>> START

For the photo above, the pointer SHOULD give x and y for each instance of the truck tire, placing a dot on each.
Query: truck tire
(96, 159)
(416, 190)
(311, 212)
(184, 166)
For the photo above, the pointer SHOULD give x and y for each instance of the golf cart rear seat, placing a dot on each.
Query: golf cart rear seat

>> END

*Direction*
Update the data above by changing every "pointer" to "marker" and keeping all else the same.

*Written answer*
For the photo above, the marker SHOULD give x and y for each instance of the truck tire, placing a dot on each.
Query: truck tire
(96, 159)
(416, 190)
(311, 212)
(184, 166)
For the photo above, the marker SHOULD give x and y for each instance of the golf cart rear seat, placing a dot on each.
Query: golf cart rear seat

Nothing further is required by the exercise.